» Your objective:
Rewrite all lines of the data below, requests included, scaling each x and y coordinate in the answers by 1.35 and rounding to a whole number, with halves rounded up. Keep the numbers in the requests and their format samples unchanged.
-------
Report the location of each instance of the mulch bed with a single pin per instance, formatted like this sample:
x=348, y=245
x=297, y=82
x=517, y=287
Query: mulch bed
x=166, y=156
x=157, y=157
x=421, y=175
-------
» Solution for this exercise:
Report the location of each instance of the mulch bed with a single pin per instance, formatted like this sample:
x=348, y=245
x=297, y=82
x=517, y=287
Query: mulch bed
x=224, y=211
x=212, y=212
x=568, y=236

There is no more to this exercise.